### WORK REQUIRED
From the data below, copy in full every line that contains the word "reflected".

------ DATA PROVIDED

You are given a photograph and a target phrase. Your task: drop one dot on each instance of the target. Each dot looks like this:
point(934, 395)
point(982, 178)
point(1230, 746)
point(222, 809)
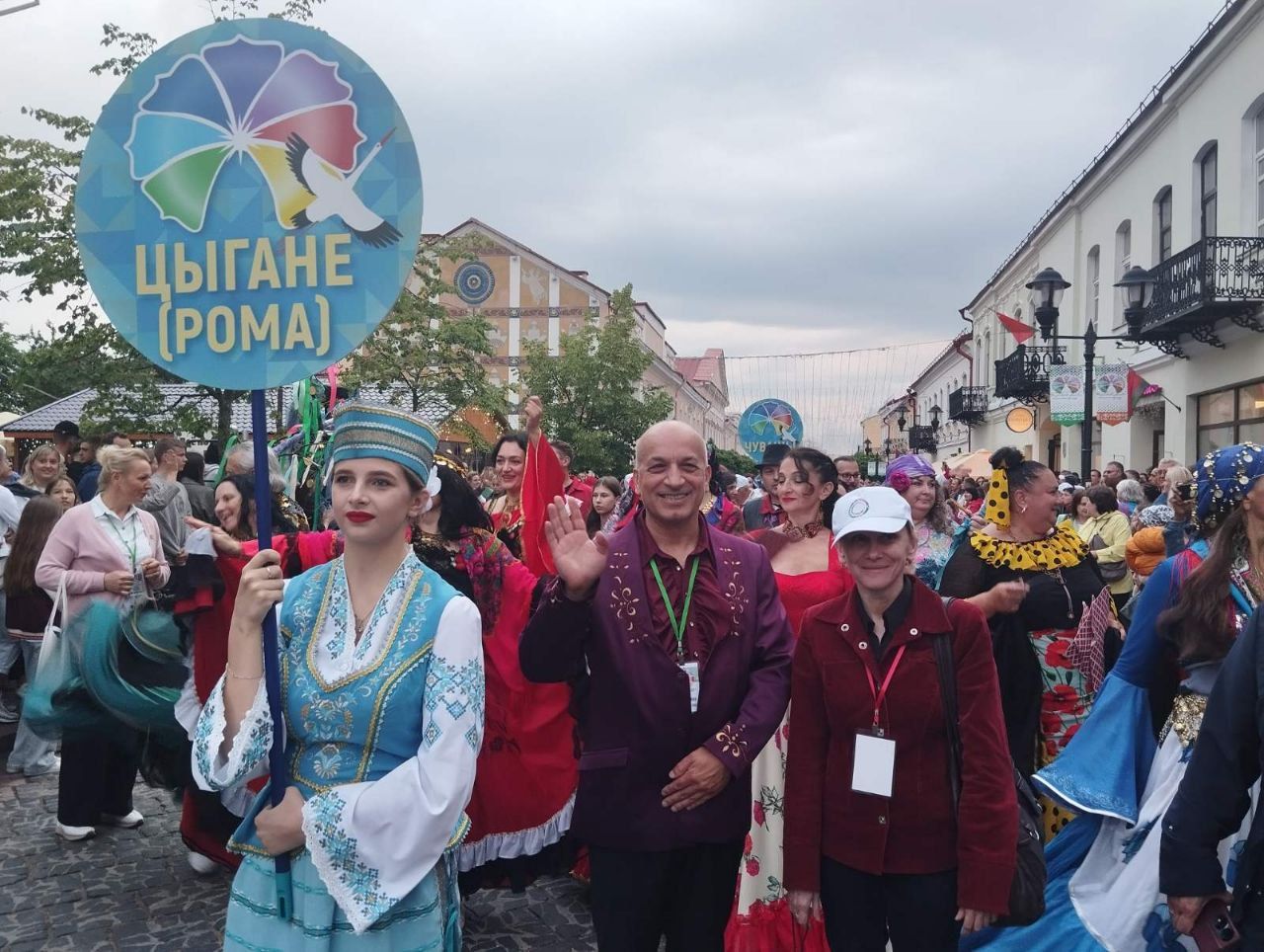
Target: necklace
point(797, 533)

------------
------ DATA PROVIDED

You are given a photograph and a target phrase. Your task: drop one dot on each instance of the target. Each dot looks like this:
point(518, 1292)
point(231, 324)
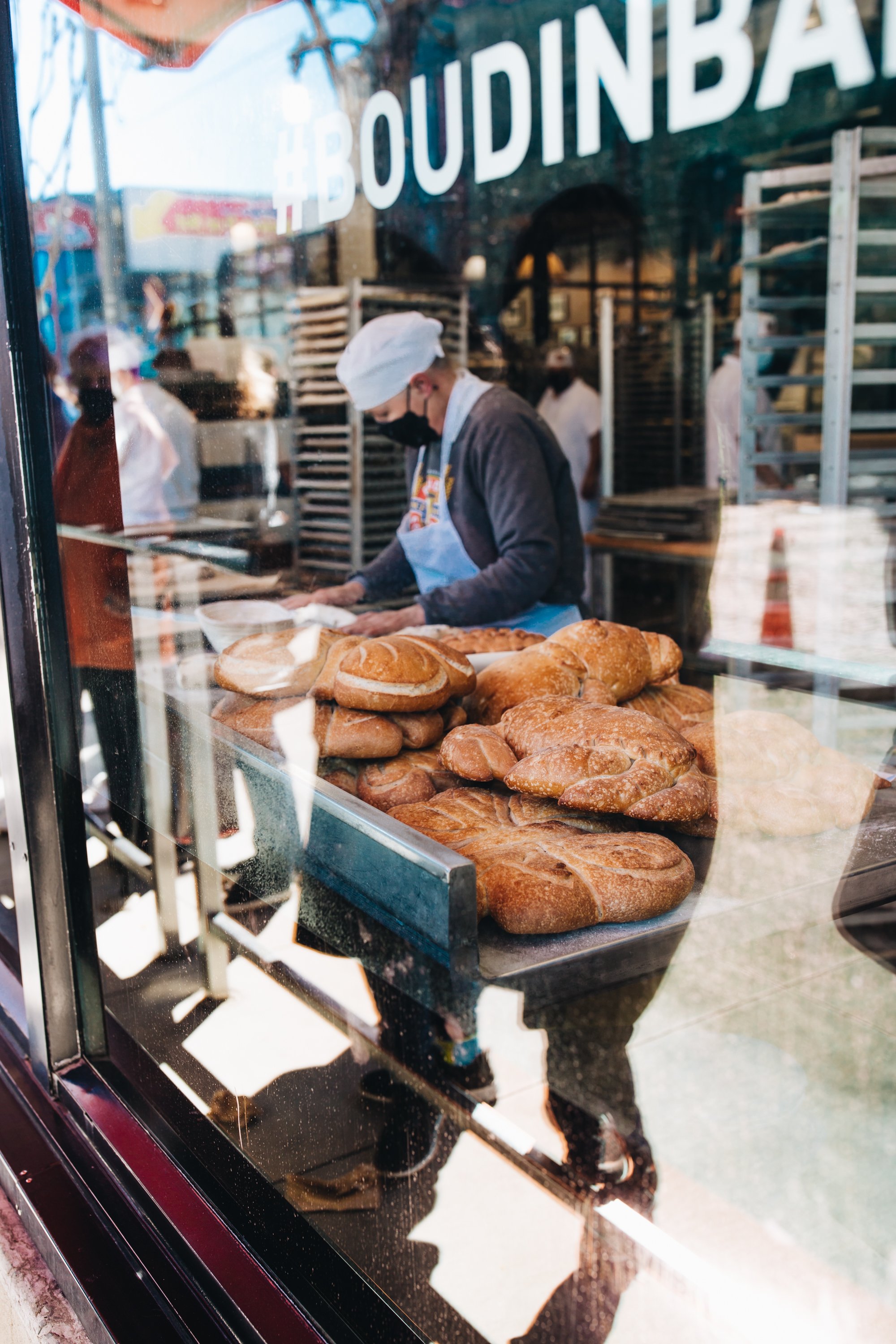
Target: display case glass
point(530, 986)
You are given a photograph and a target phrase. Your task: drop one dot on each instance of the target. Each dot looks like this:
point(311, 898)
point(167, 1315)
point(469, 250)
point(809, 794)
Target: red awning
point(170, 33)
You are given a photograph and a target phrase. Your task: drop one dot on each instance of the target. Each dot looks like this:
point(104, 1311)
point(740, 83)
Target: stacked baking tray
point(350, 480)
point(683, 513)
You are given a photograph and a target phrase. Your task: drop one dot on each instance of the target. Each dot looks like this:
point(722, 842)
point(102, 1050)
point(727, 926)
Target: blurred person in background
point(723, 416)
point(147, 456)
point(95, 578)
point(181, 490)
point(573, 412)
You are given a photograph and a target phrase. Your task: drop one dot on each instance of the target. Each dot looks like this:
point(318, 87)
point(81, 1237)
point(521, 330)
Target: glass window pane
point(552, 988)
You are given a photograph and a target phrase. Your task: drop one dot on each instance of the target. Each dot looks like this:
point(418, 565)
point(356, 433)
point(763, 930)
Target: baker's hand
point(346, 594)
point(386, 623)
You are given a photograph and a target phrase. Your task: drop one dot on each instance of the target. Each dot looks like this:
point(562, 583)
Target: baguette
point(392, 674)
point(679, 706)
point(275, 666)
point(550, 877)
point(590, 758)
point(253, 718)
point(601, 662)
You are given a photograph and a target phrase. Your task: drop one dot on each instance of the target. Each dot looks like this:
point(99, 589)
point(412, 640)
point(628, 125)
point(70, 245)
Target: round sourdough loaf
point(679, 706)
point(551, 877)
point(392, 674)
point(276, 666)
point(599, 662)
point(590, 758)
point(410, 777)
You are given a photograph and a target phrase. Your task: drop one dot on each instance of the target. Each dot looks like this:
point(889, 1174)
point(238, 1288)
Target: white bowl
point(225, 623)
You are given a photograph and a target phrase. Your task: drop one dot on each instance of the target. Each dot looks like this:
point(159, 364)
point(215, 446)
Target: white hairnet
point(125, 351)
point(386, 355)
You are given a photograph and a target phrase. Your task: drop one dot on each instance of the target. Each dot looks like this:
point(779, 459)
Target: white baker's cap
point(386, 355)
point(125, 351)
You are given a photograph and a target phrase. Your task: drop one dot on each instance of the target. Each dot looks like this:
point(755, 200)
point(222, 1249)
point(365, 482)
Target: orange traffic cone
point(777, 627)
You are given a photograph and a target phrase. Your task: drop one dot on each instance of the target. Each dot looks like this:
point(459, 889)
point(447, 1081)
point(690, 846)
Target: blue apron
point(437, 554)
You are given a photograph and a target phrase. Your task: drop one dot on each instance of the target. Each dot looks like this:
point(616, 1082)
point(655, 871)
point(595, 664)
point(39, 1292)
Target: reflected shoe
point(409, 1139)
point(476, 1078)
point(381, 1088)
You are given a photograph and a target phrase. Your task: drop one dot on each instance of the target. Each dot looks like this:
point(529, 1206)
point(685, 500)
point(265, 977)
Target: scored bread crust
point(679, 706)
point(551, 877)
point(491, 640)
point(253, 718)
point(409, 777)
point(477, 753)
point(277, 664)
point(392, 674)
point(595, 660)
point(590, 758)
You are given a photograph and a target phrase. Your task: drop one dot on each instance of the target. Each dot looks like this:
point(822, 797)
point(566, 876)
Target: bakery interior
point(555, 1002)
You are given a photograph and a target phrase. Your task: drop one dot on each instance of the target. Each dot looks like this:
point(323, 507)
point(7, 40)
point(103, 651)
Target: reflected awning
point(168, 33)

------------

### SOLUTION TO THIS TASK
Target: reflected shoe
Target: reflected awning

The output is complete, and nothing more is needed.